Generating sample data for Rockset with Mockaroo

Seeing is believing and this is why the ability to see your data in whatever tool or data platform you are using or may want to use is really important. Sample data, sometimes insensitively referred to as “dummy data”, provides a safe way to see data that looks like production but isn’t. There are variety of ways to generate sample data but my favorite as been Mockaroo.com. A website designed specifically for generating data, especially data that looks very real and provides ways to add both variability and consistency.

  • Have a list of values and want one of them to show up 5 times more often? Mockaroo can do that.
  • Want to generate random IP addresses? Mockaroo can do that.
  • Want to create highly nested structures and some complex JSON? Mockaroo can do that too.

----------------------------------------

**TASK LIST:**
[a] Copy the Mockaroo text word for word, starting with "Seeing is believing" and going on through "do that too.".
[b] Write the next part of the Mockaroo text, picking up right after its last line.
The records after this point aren't needed.

Data listing
----------------------------------------

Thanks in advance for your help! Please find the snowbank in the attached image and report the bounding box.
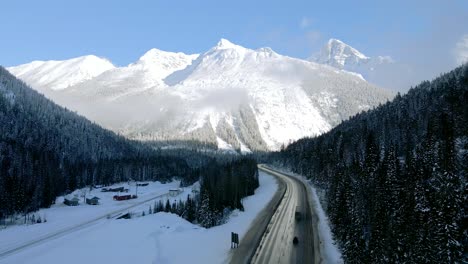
[0,172,278,264]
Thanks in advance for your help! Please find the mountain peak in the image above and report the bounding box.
[215,38,241,49]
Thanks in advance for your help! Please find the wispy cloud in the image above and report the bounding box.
[299,17,311,29]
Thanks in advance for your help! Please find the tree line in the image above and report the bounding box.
[270,65,468,263]
[0,67,258,227]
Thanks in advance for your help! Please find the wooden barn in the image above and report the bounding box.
[169,189,182,196]
[63,197,80,206]
[86,196,100,205]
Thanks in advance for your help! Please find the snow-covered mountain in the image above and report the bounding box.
[9,39,391,151]
[309,39,394,84]
[8,55,115,90]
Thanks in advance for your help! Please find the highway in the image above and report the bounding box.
[231,165,321,263]
[0,190,169,259]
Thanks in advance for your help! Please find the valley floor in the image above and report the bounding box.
[0,172,278,264]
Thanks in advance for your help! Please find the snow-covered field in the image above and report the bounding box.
[0,172,278,264]
[0,181,180,253]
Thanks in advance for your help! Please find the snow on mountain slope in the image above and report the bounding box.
[9,39,391,152]
[309,39,394,83]
[8,55,115,90]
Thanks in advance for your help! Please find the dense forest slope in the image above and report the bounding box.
[271,65,468,263]
[0,67,258,227]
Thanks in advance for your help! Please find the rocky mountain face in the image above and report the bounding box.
[8,39,392,152]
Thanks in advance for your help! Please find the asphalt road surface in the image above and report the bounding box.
[0,193,169,259]
[231,165,316,263]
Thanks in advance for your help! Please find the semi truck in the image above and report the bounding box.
[294,206,302,221]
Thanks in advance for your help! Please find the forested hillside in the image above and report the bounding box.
[271,64,468,263]
[0,67,258,226]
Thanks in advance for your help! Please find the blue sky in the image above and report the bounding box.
[0,0,468,77]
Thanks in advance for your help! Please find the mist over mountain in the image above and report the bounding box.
[8,39,392,152]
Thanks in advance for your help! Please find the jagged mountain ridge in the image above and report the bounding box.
[9,39,391,151]
[308,38,394,84]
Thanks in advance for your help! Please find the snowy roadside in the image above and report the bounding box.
[0,172,278,264]
[0,181,180,253]
[266,167,343,264]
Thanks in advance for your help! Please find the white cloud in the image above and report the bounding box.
[300,17,311,28]
[454,34,468,64]
[305,30,322,44]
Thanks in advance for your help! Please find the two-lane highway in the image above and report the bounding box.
[231,165,315,263]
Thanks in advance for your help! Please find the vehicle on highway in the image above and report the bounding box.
[294,206,302,221]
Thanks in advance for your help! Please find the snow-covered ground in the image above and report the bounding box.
[0,181,180,253]
[0,172,278,264]
[266,167,343,264]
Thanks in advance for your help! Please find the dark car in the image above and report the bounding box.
[293,237,299,245]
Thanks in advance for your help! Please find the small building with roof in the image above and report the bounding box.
[86,196,101,205]
[63,196,80,206]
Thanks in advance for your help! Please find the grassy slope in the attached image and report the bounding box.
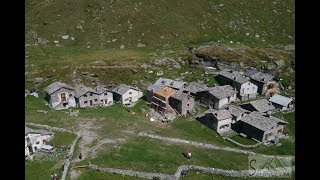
[25,132,75,180]
[26,0,295,48]
[79,137,247,174]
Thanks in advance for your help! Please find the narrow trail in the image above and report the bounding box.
[73,164,295,180]
[26,123,81,180]
[138,132,294,158]
[26,123,295,180]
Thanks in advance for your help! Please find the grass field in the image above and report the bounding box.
[78,137,248,174]
[25,132,75,180]
[25,0,295,48]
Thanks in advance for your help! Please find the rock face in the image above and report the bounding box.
[274,59,286,68]
[61,35,69,39]
[154,58,181,69]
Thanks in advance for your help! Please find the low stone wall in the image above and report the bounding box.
[26,123,81,180]
[225,137,261,148]
[61,134,81,180]
[138,132,256,155]
[26,123,77,134]
[74,164,295,180]
[74,164,174,179]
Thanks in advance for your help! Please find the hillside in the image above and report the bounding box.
[25,0,295,48]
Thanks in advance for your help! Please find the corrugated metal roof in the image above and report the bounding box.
[44,82,74,94]
[209,85,237,99]
[269,94,293,106]
[240,111,287,131]
[218,70,249,84]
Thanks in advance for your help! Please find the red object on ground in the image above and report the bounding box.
[184,149,189,156]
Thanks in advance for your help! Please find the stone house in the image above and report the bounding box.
[169,91,194,115]
[146,78,186,102]
[75,86,100,108]
[235,111,287,142]
[25,127,54,156]
[112,84,143,105]
[216,70,258,101]
[225,105,250,124]
[199,85,237,109]
[269,94,293,111]
[243,69,280,97]
[94,85,113,106]
[240,99,275,113]
[197,109,232,134]
[183,82,209,101]
[44,82,76,110]
[150,87,176,114]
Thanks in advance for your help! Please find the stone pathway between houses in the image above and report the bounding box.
[73,164,295,180]
[26,121,295,180]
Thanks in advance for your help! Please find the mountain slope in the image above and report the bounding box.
[26,0,295,48]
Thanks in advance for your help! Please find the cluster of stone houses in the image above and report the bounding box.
[25,127,54,157]
[147,70,293,142]
[146,78,194,120]
[44,82,143,110]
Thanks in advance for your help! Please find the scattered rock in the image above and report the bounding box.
[157,70,163,76]
[61,35,69,39]
[37,110,48,114]
[284,44,295,51]
[274,59,286,68]
[34,77,44,84]
[137,43,146,47]
[173,63,181,69]
[36,38,49,44]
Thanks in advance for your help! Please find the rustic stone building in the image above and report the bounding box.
[216,70,258,101]
[169,91,194,115]
[183,82,209,101]
[198,85,237,109]
[112,84,143,105]
[25,127,54,157]
[197,109,232,134]
[44,82,76,110]
[150,87,176,114]
[146,78,186,102]
[75,85,100,108]
[269,94,293,111]
[226,105,250,123]
[243,69,280,97]
[240,99,275,113]
[94,85,113,106]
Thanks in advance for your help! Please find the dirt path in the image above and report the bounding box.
[138,132,294,157]
[73,164,295,180]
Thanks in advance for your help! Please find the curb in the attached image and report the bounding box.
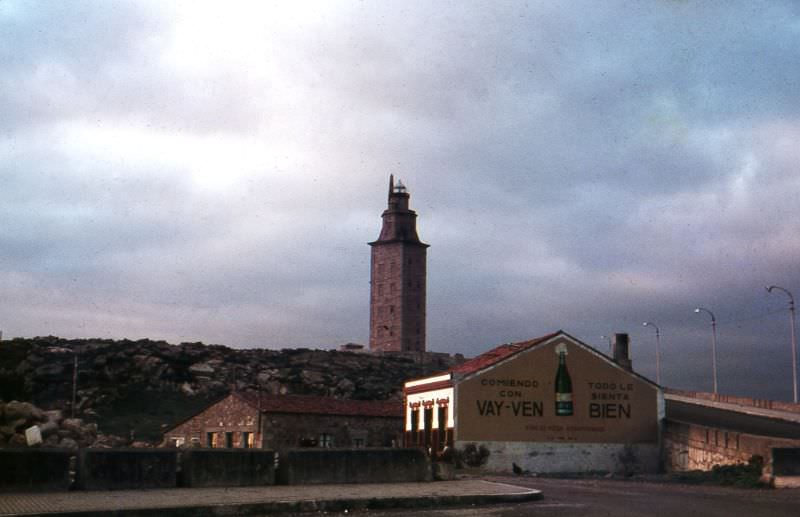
[6,483,544,517]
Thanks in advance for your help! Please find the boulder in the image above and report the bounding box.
[61,418,83,435]
[8,433,28,447]
[44,409,64,424]
[39,420,58,438]
[33,363,64,378]
[5,400,44,422]
[58,438,78,449]
[189,363,214,375]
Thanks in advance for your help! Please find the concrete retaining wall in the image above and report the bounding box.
[180,449,275,488]
[0,449,75,492]
[664,420,800,473]
[664,388,800,413]
[455,441,661,474]
[772,447,800,488]
[78,449,178,490]
[278,449,431,485]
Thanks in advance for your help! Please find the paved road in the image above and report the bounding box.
[666,399,800,440]
[330,477,800,517]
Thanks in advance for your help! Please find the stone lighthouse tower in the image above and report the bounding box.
[369,176,428,352]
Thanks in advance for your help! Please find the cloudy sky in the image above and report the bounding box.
[0,0,800,399]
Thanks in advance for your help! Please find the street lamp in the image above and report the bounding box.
[642,321,661,386]
[767,285,797,404]
[600,336,612,354]
[48,346,78,418]
[694,307,717,395]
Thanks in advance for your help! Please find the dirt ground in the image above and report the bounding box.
[320,477,800,517]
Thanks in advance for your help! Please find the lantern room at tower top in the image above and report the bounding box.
[404,331,664,472]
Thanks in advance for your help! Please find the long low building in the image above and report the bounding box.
[164,392,403,451]
[404,331,664,472]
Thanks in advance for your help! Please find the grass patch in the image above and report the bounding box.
[669,456,768,488]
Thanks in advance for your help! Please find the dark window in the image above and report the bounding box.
[319,433,333,449]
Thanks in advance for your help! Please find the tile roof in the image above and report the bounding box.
[449,330,564,375]
[235,392,403,418]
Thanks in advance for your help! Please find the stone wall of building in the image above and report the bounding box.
[164,395,263,448]
[263,413,403,451]
[663,420,800,472]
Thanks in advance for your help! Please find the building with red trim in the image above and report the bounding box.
[164,392,403,451]
[404,331,664,472]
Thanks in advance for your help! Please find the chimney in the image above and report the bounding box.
[612,334,633,372]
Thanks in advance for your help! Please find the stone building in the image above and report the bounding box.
[404,331,664,472]
[369,176,428,352]
[164,392,403,451]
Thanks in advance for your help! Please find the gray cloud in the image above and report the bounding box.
[0,2,800,398]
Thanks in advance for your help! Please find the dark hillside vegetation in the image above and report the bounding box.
[0,336,463,441]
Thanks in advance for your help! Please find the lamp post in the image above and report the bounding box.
[48,346,78,418]
[642,321,661,386]
[767,285,797,404]
[600,336,612,354]
[694,307,717,395]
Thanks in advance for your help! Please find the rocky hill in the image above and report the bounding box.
[0,336,463,441]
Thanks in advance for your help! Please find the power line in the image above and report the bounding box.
[717,309,788,325]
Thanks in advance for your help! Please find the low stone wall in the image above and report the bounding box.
[0,449,75,492]
[455,441,661,474]
[78,449,178,490]
[179,449,275,488]
[664,420,800,472]
[278,448,431,485]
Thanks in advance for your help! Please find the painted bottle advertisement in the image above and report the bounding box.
[555,343,572,416]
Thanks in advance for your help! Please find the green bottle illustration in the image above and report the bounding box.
[555,343,572,416]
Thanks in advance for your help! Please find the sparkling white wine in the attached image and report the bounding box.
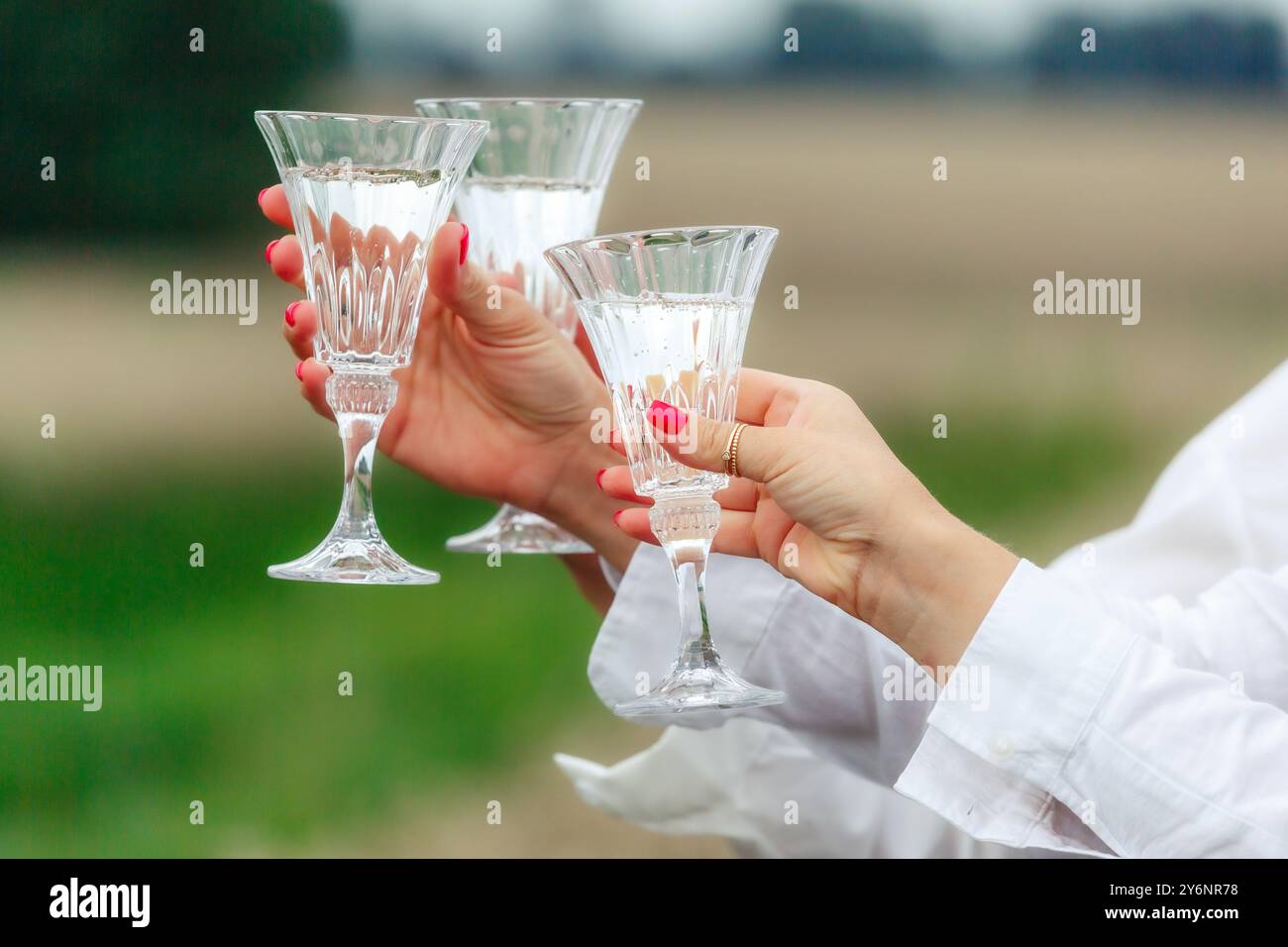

----------------------------------------

**EXERCISE ANSWERS:**
[a]
Seeing is believing and this is why the ability to see your data in whatever tool or data platform you are using or may want to use is really important. Sample data, sometimes insensitively referred to as “dummy data”, provides a safe way to see data that looks like production but isn’t. There are variety of ways to generate sample data but my favorite as been Mockaroo.com. A website designed specifically for generating data, especially data that looks very real and provides ways to add both variability and consistency.

  • Have a list of values and want one of them to show up 5 times more often? Mockaroo can do that.
  • Want to generate random IP addresses? Mockaroo can do that.
  • Want to create highly nested structures and some complex JSON? Mockaroo can do that too.

[b]
In addition, Mockaroo provides an API to generate data from predefined schemas or on the fly. So as a Rockset user who enjoys APIs it seemed obvious to create something that could easily publish sample data from Mockaroo to Rockset using only REST APIs. If this is something you are interested in doing, I published my example of doing so using Python but it could easily be abstracted to any HTTP library.

Feedback can be provided on this thread or if something is really messed up you can always file a GitHub issue. While I am a Rockset employee, I have no affiliation with Mockaroo. It’s just a great service even at the free tier. Now you can generate and analyze all of that sample data while you wait for the real thing.

1 Like

this is awesome! thanks!